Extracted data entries
------------------------

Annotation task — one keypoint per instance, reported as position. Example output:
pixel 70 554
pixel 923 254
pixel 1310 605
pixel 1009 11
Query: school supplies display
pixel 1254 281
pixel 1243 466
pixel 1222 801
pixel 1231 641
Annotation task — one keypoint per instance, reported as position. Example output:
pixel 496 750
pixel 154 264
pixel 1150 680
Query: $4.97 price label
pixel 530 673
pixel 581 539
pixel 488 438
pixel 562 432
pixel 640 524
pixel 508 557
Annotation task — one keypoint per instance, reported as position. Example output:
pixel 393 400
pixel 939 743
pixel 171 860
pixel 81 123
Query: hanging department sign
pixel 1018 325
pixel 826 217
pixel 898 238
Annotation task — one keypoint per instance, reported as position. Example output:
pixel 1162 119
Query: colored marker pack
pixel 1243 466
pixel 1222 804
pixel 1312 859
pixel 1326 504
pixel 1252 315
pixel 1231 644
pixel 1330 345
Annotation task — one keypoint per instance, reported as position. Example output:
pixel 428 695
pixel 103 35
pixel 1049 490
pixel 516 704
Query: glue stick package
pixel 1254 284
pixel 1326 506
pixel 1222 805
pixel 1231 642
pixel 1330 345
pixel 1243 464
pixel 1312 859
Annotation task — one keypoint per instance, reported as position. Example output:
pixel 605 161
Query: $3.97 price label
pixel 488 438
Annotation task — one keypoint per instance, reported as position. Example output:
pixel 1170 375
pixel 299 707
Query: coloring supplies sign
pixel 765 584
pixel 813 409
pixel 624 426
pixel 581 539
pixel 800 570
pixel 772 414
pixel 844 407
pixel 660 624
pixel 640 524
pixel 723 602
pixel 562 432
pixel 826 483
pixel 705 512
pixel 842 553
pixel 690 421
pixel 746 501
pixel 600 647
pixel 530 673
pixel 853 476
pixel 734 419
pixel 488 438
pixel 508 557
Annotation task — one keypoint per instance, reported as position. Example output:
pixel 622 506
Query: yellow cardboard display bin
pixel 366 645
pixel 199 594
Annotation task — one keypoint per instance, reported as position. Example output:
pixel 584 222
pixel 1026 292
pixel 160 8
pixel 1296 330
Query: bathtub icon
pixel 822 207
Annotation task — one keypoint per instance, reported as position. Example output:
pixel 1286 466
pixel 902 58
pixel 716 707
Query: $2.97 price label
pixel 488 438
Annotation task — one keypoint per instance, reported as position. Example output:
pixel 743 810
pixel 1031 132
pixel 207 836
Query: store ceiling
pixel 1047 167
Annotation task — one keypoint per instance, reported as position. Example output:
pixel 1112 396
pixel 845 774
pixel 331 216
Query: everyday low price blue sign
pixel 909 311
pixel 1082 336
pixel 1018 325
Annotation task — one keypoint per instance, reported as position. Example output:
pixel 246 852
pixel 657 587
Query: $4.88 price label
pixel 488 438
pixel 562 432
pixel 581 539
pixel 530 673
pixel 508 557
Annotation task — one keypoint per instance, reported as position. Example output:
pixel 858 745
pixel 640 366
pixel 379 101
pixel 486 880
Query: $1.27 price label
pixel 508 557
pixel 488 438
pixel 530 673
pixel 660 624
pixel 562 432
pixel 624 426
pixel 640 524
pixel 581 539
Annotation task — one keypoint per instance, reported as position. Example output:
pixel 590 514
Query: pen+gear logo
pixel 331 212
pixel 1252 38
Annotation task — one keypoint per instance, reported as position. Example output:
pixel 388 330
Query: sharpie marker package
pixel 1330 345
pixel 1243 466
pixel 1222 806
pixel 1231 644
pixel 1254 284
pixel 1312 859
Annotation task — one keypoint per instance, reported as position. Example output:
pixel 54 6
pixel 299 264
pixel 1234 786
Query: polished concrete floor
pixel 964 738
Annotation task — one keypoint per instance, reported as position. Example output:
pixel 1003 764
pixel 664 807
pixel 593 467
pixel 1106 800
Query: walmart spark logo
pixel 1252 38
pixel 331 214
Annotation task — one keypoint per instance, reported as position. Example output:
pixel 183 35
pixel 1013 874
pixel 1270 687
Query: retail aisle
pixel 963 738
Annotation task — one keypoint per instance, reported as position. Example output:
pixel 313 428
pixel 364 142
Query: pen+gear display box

------------------------

Please reproduce exactly the lines above, beginning with the first and ending with the line that contains "pixel 299 707", and include nothing outside that range.

--- RESULT FOR THIS TASK ---
Annotation task — one keypoint per instance, reported as position. Example output:
pixel 70 554
pixel 923 254
pixel 1310 605
pixel 1009 11
Query: school supplies display
pixel 1254 281
pixel 1243 466
pixel 1222 801
pixel 1231 641
Annotation task — one keypoint per instance, reported as position. Example output:
pixel 496 750
pixel 154 264
pixel 1150 680
Query: $4.97 price label
pixel 530 673
pixel 581 539
pixel 488 438
pixel 562 432
pixel 640 524
pixel 508 557
Annotation task — one keypoint per instance, reported as position. Example output:
pixel 393 400
pixel 939 743
pixel 171 860
pixel 81 123
Query: hanging department sign
pixel 1018 325
pixel 826 217
pixel 898 238
Annotation task — one keypoint per instance, reported as position. Example output:
pixel 1162 119
Query: colored marker pack
pixel 1243 466
pixel 1222 804
pixel 1312 859
pixel 1326 504
pixel 1252 315
pixel 1231 644
pixel 1330 345
Annotation task — one keypoint per instance, reported as position. Example output:
pixel 428 695
pixel 103 35
pixel 1049 490
pixel 516 704
Query: glue stick package
pixel 1254 284
pixel 1326 506
pixel 1222 805
pixel 1231 642
pixel 1330 345
pixel 1243 464
pixel 1312 859
Annotation task — one keypoint per instance, reported as position. Example output:
pixel 605 161
Query: $3.97 price label
pixel 488 438
Annotation task — one keypoint per instance, reported as position. Example output:
pixel 1170 375
pixel 299 707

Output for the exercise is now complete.